• Data provided
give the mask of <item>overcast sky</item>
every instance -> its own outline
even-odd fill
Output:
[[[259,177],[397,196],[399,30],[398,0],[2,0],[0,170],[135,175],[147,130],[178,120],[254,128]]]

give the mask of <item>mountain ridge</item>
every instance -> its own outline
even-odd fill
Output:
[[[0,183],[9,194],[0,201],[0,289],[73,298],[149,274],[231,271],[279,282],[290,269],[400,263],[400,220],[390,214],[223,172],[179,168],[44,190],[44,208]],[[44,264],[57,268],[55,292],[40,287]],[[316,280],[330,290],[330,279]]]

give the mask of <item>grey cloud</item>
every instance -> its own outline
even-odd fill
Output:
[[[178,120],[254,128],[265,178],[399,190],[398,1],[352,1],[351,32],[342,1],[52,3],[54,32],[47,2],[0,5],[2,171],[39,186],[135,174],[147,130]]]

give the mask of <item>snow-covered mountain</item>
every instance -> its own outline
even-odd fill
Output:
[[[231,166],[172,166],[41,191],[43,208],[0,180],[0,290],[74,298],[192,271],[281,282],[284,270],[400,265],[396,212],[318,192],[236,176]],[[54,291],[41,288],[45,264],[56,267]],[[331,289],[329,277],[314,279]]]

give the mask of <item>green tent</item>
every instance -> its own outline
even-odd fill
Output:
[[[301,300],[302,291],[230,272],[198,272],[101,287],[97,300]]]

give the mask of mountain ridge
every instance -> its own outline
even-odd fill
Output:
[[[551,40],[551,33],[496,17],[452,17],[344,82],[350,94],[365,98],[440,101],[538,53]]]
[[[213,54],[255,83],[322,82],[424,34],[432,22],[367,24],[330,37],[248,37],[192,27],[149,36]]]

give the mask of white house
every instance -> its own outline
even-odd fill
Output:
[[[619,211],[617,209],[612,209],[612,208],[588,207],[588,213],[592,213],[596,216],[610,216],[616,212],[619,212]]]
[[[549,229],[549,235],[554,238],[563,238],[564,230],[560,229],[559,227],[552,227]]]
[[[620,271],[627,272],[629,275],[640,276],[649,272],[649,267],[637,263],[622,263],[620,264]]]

• What to produce
The material above needs to be reproduced exactly as written.

• Answer area
give the mask of <item>overcast sky</item>
every instance -> its own outline
even-odd fill
Output:
[[[259,177],[397,196],[399,30],[398,0],[2,0],[0,170],[135,175],[147,130],[178,120],[254,128]]]

give the mask of <item>mountain ridge</item>
every instance -> its own outline
even-odd fill
Output:
[[[0,183],[9,194],[0,201],[0,289],[73,298],[149,274],[231,271],[279,282],[290,269],[400,263],[400,220],[390,214],[223,172],[179,168],[44,190],[44,208]],[[44,264],[57,268],[55,292],[40,287]],[[316,280],[330,290],[330,279]]]

give the mask of <item>grey cloud</item>
every instance -> its own outline
even-odd fill
Output:
[[[178,120],[254,128],[265,178],[399,190],[398,1],[352,1],[351,32],[342,1],[52,3],[54,32],[47,2],[0,5],[2,171],[39,186],[135,174],[147,130]]]

give the mask of <item>snow-covered mountain</item>
every instance -> its own outline
even-odd fill
Output:
[[[231,166],[172,166],[41,191],[43,208],[0,180],[0,290],[74,298],[192,271],[281,282],[284,270],[400,265],[396,212],[318,192],[236,176]],[[54,291],[41,288],[45,264],[56,267]],[[331,289],[329,277],[314,279]]]

give the mask of <item>green tent</item>
every instance -> its own outline
even-odd fill
Output:
[[[301,300],[302,291],[230,272],[198,272],[101,287],[97,300]]]

give the mask of mountain ridge
every instance -> its own outline
even-odd fill
Output:
[[[551,40],[551,33],[496,17],[452,17],[344,82],[350,94],[365,98],[440,101],[538,53]]]
[[[213,54],[255,83],[322,82],[424,34],[432,22],[367,24],[330,37],[248,37],[192,27],[149,36]]]

give the mask of white house
every instance -> its own outline
even-odd fill
Output:
[[[619,211],[617,209],[612,209],[612,208],[588,207],[588,213],[592,213],[596,216],[610,216],[616,212],[619,212]]]
[[[549,229],[549,235],[554,238],[563,238],[564,230],[560,229],[559,227],[552,227]]]
[[[620,271],[627,272],[629,275],[640,276],[649,272],[649,267],[637,263],[622,263],[620,264]]]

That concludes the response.